## Input records
○ ○ ○ ○ ○

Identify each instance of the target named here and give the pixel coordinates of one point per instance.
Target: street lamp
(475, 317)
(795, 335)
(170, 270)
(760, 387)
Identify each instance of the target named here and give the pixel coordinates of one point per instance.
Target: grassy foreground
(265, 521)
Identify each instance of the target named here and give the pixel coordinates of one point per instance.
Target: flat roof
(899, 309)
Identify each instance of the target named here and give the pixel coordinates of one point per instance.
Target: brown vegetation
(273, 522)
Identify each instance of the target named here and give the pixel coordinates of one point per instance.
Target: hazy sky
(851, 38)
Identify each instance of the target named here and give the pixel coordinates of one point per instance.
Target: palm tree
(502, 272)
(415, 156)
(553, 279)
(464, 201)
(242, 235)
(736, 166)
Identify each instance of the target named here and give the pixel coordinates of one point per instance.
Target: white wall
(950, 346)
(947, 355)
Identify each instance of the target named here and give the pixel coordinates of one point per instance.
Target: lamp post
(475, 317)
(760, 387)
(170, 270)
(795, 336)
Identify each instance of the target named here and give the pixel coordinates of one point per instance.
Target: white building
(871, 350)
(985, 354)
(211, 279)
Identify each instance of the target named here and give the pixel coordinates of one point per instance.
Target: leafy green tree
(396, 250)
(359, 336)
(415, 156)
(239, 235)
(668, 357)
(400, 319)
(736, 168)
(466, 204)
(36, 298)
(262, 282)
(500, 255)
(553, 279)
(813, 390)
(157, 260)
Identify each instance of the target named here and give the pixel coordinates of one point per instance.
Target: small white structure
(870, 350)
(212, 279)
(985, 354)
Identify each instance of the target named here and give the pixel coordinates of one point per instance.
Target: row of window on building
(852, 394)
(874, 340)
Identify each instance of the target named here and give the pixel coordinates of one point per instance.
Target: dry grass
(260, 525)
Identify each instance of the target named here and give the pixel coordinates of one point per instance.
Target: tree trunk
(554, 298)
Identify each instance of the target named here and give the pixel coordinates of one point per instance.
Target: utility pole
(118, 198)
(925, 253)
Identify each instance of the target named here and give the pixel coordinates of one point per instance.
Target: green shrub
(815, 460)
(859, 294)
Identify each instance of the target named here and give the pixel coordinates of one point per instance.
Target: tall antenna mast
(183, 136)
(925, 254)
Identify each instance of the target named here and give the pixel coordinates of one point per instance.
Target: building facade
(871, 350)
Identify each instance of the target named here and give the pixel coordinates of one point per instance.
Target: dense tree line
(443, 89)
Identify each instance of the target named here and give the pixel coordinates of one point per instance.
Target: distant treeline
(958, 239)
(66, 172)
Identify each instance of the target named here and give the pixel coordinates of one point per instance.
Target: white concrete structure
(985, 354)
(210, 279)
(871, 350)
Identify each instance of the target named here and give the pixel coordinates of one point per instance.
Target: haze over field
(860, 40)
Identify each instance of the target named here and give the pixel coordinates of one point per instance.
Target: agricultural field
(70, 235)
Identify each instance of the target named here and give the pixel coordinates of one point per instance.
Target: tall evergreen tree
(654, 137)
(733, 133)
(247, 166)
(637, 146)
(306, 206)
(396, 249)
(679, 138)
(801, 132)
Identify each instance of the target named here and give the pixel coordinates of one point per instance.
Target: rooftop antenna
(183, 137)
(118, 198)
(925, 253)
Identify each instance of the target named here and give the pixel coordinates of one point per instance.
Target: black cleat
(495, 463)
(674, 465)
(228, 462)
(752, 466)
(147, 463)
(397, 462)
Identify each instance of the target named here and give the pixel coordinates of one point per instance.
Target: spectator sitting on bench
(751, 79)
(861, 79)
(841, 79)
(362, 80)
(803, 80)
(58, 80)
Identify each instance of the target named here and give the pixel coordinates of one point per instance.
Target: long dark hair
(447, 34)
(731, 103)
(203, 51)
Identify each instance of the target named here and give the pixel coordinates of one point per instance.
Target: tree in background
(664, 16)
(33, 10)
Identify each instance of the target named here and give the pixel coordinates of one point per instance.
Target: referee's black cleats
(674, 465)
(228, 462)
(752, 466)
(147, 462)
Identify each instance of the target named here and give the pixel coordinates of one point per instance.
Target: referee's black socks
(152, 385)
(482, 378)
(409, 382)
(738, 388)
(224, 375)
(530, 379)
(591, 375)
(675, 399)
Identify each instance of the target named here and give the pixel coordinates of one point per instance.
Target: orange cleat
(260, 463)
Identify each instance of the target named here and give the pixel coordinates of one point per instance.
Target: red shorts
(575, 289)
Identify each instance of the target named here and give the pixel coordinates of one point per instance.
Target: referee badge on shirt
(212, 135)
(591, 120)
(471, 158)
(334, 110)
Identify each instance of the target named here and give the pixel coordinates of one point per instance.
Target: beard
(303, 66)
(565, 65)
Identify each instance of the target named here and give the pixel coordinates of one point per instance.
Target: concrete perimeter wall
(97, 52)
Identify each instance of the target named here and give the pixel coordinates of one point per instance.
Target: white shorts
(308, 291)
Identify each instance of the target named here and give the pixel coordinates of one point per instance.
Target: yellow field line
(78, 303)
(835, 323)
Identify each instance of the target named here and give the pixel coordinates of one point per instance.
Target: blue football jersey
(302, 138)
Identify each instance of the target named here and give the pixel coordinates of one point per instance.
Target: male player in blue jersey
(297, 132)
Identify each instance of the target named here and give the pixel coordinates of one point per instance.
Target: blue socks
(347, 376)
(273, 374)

○ ○ ○ ○ ○

## Do this
Restate the listing above word for word.

## Expected answer
Identify each instance of the target named here and give the pixel coordinates of one point per instance.
Target: street lamp
(475, 317)
(795, 335)
(170, 270)
(760, 387)
Identify each instance of the target named here and give the pixel coordinates of one point per instance.
Target: grassy foreground
(265, 521)
Identify each instance of the target named here and give the pixel coordinates of one point per instance.
Target: flat roof
(899, 309)
Identify each instance of the target named here and give the pixel coordinates of one point per instance.
Target: brown vegetation
(273, 522)
Identify each instance of the target named here and give the pixel coordinates of one point per instance.
Target: hazy sky
(851, 38)
Identify each instance of the target named here and give the pixel coordinates of one point per instance.
Target: palm tree
(502, 272)
(415, 156)
(553, 279)
(464, 201)
(242, 235)
(736, 166)
Identify each instance of the target named here and give the pixel coordinates of one point per instance.
Target: white wall
(950, 346)
(947, 355)
Identify each instance of the target named here and give the pixel coordinates of one point per instance.
Target: lamp post
(475, 317)
(760, 387)
(170, 270)
(795, 336)
Identify each instance of the target named here and give the pixel coordinates of one point per instance.
Target: white building
(871, 350)
(985, 354)
(211, 279)
Identify each instance of the target named here and give the pixel coordinates of one point per instance.
Target: leafy green tree
(396, 250)
(359, 336)
(415, 156)
(239, 235)
(668, 357)
(400, 319)
(736, 168)
(466, 204)
(36, 298)
(262, 282)
(500, 255)
(553, 279)
(813, 390)
(157, 260)
Identify each instance of the target named here and give the pixel coordinates of one point per instance.
Target: small white structure
(870, 350)
(212, 279)
(985, 354)
Identify each instance of the target named here and give the pixel coordinates of one point per instance.
Target: row of window on building
(852, 394)
(874, 340)
Identify each instance of the target named here and give the pixel coordinates of one point per instance.
Target: dry grass
(260, 525)
Identify each instance of the target named here and give the pixel coordinates of one point per instance.
Target: tree trunk
(554, 298)
Identify each instance of the target named here and give the pixel coordinates of one point per instance.
Target: utility pole
(118, 198)
(925, 253)
Identify each instance of the target named here and give the pixel coordinates of one point per instance.
Target: green shrub
(815, 460)
(859, 294)
Identify each instance of the target named here and give the pixel coordinates of one point per instance.
Target: tall antenna mast
(183, 136)
(925, 254)
Identify each instance of the target named here and give the pixel coordinates of one point per instance.
Target: building facade
(871, 350)
Identify each instance of the target named here and give the pixel coordinates of one point per instance.
Target: dense tree line
(443, 89)
Identify each instance of the target named here and give the pixel coordinates of one point per instance.
Target: distant treeline
(958, 239)
(66, 172)
Identify each instance of the target named here and give the pixel coordinates of one point per instance.
Target: white concrete structure
(985, 354)
(210, 279)
(871, 350)
Identify each instance of the target named here and give the pixel coordinates of one point per instance.
Target: haze over field
(860, 40)
Identify each instance of the target named here and give the pixel coordinates of one point per instance.
Target: agricultural field
(70, 235)
Identify each instance of the target named here and give the pixel coordinates of one point per instance.
Target: tall evergreen tree
(654, 137)
(733, 133)
(247, 166)
(637, 146)
(306, 206)
(396, 249)
(679, 138)
(801, 132)
Identify each instance of the target named here and give the pixel coordinates of one point per instance.
Target: rooftop antenna
(183, 137)
(118, 198)
(925, 253)
Identify each instance of the target named here and give the pixel coordinates of one point per instance.
Target: black cleat
(495, 463)
(674, 465)
(228, 462)
(752, 466)
(147, 463)
(397, 462)
Identify each instance of the target named here and give the pixel coordinates of one point per instance.
Target: spectator sitting on bench
(751, 79)
(861, 79)
(841, 79)
(362, 80)
(803, 80)
(58, 80)
Identify each instance of the target named here and give the pixel coordinates of one point per instance.
Target: long dark hair
(447, 34)
(731, 103)
(203, 51)
Identify each instance of the target named here and give the pixel coordinates of one point per instance.
Target: tree in background
(664, 16)
(33, 10)
Identify each instance of the target named here and give the pixel coordinates of one point per instance.
Target: referee's black cleats
(674, 465)
(228, 462)
(752, 466)
(147, 462)
Identify each instance of the target named here and give the pixel coordinates of one point per instance.
Target: referee's black socks
(152, 385)
(482, 378)
(409, 382)
(738, 388)
(224, 375)
(530, 379)
(591, 375)
(675, 399)
Identify each instance of the target named here and give the pixel coordinates of one point per instance.
Target: orange cleat
(260, 463)
Identify each instance of the target named here and give the pixel coordinates of one point per instance.
Target: red shorts
(575, 289)
Identify each instance of the target named here and give the pixel coordinates of one point per instance.
Target: referee badge on shirt
(212, 135)
(591, 120)
(471, 158)
(334, 110)
Identify each instance of the target named here and give the pixel coordinates of one point per instance.
Target: beard
(303, 66)
(565, 65)
Identify each instance of the target named here and give the pixel coordinates of one point per instance.
Target: concrete perimeter wall
(97, 52)
Identify each instance of the target named here and give the pixel coordinates of one point per instance.
Target: white shorts
(308, 291)
Identify each instance of the target named here and give the pixel coordinates of one point per instance.
Target: yellow field line
(78, 303)
(835, 323)
Identify each instance of the target named here and give the pixel coordinates of one point per instance.
Target: blue football jersey
(302, 138)
Identify each instance of the target named here and give the pixel coordinates of one point per instance.
Target: male player in blue jersey
(297, 132)
Identify each instance of the target named here and give the pixel coordinates of one point per instance.
Target: blue socks
(347, 376)
(273, 374)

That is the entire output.